• Problem statement:
Output every line of the data below as a Markdown table with the columns Row and Text, numbering the rows and skipping blank lines. Omit the pictures.

# # #

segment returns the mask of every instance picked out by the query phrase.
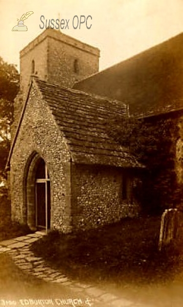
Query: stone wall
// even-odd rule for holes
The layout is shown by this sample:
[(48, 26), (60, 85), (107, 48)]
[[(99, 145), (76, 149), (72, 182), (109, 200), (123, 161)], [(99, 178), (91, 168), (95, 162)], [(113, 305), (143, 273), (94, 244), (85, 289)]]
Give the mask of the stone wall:
[(32, 162), (30, 157), (33, 152), (43, 159), (49, 171), (51, 227), (68, 231), (71, 224), (71, 191), (68, 182), (70, 179), (70, 155), (51, 112), (39, 97), (34, 85), (11, 159), (12, 218), (21, 224), (27, 223), (28, 208), (34, 206), (35, 208), (35, 204), (27, 203), (34, 203), (35, 198), (34, 195), (32, 198), (29, 196), (31, 187), (27, 186), (26, 181), (28, 172), (34, 170), (34, 167), (30, 167)]
[(79, 42), (73, 46), (49, 37), (49, 82), (72, 87), (75, 82), (98, 72), (99, 51), (88, 50), (87, 45)]
[[(126, 199), (123, 178), (128, 174)], [(72, 210), (74, 231), (95, 227), (138, 214), (129, 170), (104, 166), (72, 165)]]

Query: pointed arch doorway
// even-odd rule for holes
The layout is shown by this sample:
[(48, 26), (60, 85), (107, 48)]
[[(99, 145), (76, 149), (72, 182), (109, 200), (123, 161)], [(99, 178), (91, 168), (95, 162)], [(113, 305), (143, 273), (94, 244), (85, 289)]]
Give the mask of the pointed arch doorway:
[(37, 228), (50, 229), (50, 179), (47, 166), (39, 159), (35, 176), (35, 226)]

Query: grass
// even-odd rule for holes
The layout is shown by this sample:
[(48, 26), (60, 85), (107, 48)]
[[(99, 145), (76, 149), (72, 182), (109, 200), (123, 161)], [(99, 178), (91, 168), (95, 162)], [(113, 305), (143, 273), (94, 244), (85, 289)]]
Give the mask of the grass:
[(50, 233), (32, 249), (71, 277), (118, 284), (145, 284), (173, 278), (179, 251), (158, 251), (161, 217), (126, 218), (75, 235)]
[(6, 194), (0, 194), (0, 241), (30, 233), (28, 226), (12, 223), (10, 201)]

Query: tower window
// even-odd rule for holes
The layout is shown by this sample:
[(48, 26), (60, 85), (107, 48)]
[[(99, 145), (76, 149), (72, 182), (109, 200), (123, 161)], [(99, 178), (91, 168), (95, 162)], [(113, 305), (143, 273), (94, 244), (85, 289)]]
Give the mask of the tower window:
[(78, 65), (78, 60), (75, 59), (74, 62), (74, 71), (76, 74), (78, 74), (79, 73), (79, 65)]
[(34, 74), (34, 73), (35, 73), (35, 62), (34, 62), (34, 60), (32, 60), (31, 73)]

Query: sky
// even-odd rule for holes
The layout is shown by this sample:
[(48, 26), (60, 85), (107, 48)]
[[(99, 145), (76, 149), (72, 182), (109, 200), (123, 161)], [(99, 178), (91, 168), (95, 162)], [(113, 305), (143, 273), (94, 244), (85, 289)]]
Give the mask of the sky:
[[(69, 19), (68, 29), (61, 31), (100, 49), (100, 70), (183, 31), (183, 0), (0, 0), (0, 56), (18, 69), (19, 51), (43, 31), (41, 15)], [(28, 31), (12, 31), (31, 11), (24, 21)], [(76, 15), (90, 15), (90, 29), (85, 24), (74, 29)]]

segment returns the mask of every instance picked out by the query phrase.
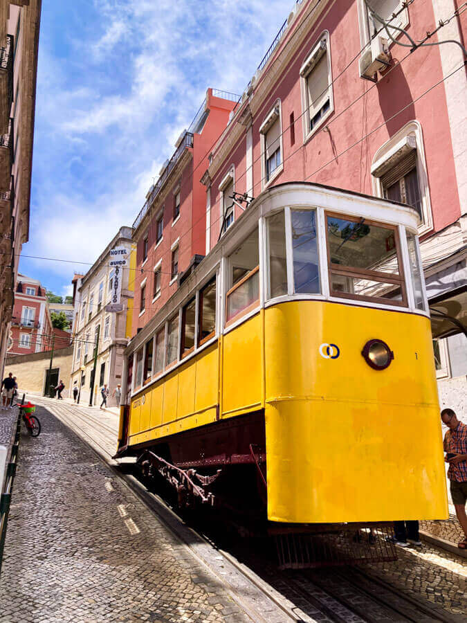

# # #

• Task output:
| Row | Text |
|---|---|
| 1 | segment returns the mask of every instance picked out by the query phrase. |
| 2 | Query: stone wall |
| 3 | // even-odd rule for holes |
| 4 | The layout is shown by this sample: |
| 5 | [(48, 26), (60, 85), (107, 48)] |
| 6 | [[(99, 145), (76, 149), (72, 182), (109, 200), (123, 161)], [(99, 178), (91, 168), (95, 162)], [(113, 305), (143, 273), (94, 244), (85, 289)]] |
| 7 | Give the mask of the stone wall: |
| 8 | [(32, 162), (30, 157), (33, 152), (43, 159), (49, 171), (51, 227), (68, 231), (71, 224), (71, 191), (68, 182), (70, 179), (70, 155), (51, 112), (39, 97), (34, 85), (11, 159), (12, 218), (21, 224), (27, 223), (28, 208), (34, 206), (35, 208), (35, 204), (27, 203), (34, 203), (35, 198), (34, 195), (32, 198), (29, 196), (31, 187), (27, 186), (26, 181), (28, 172), (34, 170), (34, 167), (30, 167)] |
| 9 | [(79, 42), (73, 46), (49, 37), (49, 82), (72, 87), (75, 82), (98, 72), (99, 51), (88, 50), (87, 45)] |
| 10 | [[(126, 199), (123, 178), (128, 174)], [(72, 210), (74, 231), (95, 227), (138, 214), (129, 170), (104, 166), (72, 165)]] |
| 11 | Query: pointed arch doorway |
| 12 | // even-odd rule for holes |
| 13 | The layout is shown by this sample: |
| 14 | [(48, 26), (60, 85), (107, 48)] |
| 15 | [[(99, 145), (76, 149), (72, 182), (109, 200), (123, 161)], [(99, 178), (91, 168), (95, 162)], [(113, 305), (143, 273), (94, 244), (85, 289)]] |
| 16 | Give the mask of the pointed arch doorway: |
| 17 | [(37, 228), (50, 229), (50, 179), (47, 166), (39, 159), (35, 176), (35, 226)] |
| 18 | Query: grass |
| 19 | // even-odd rule for holes |
| 20 | The layout is shown by this sample: |
| 21 | [(48, 26), (60, 85), (107, 48)] |
| 22 | [[(99, 145), (76, 149), (72, 182), (109, 200), (123, 161)], [(99, 178), (91, 168), (95, 162)], [(113, 305), (143, 273), (94, 244), (85, 289)]] |
| 23 | Give the mask of the grass: |
| 24 | [(50, 233), (32, 249), (71, 277), (118, 284), (145, 284), (173, 278), (179, 251), (158, 251), (161, 217), (126, 218), (75, 235)] |
| 25 | [(6, 194), (0, 194), (0, 241), (30, 233), (28, 226), (12, 223), (10, 201)] |
| 26 | Query: tower window |
| 27 | // even-odd rule for holes |
| 28 | The layout is shown by this sample: |
| 29 | [(48, 26), (60, 85), (107, 48)] |
| 30 | [[(99, 145), (76, 149), (72, 182), (109, 200), (123, 161)], [(99, 178), (91, 168), (95, 162)], [(113, 305), (143, 273), (94, 244), (85, 289)]] |
| 31 | Give the mask of the tower window: |
| 32 | [(78, 65), (78, 60), (75, 59), (74, 62), (74, 71), (76, 74), (78, 74), (79, 73), (79, 65)] |
| 33 | [(34, 74), (34, 73), (35, 73), (35, 62), (34, 62), (34, 60), (32, 60), (31, 73)] |
| 34 | Query: sky |
| 35 | // even-odd rule for holes |
| 36 | The layout is shown by this sample: |
| 37 | [(48, 26), (60, 85), (107, 48)] |
| 38 | [[(99, 145), (76, 149), (72, 182), (109, 200), (123, 161)], [(99, 178), (91, 168), (95, 162)], [(113, 305), (143, 273), (94, 244), (85, 289)]] |
| 39 | Give the mask of the sky: |
| 40 | [[(69, 19), (68, 29), (61, 31), (100, 49), (100, 70), (183, 31), (183, 0), (0, 0), (0, 56), (18, 69), (19, 51), (43, 31), (41, 15)], [(28, 31), (12, 31), (31, 11), (24, 21)], [(76, 15), (90, 15), (90, 29), (85, 24), (74, 29)]] |
| 41 | segment returns the mask of every instance picked out by the query phrase. |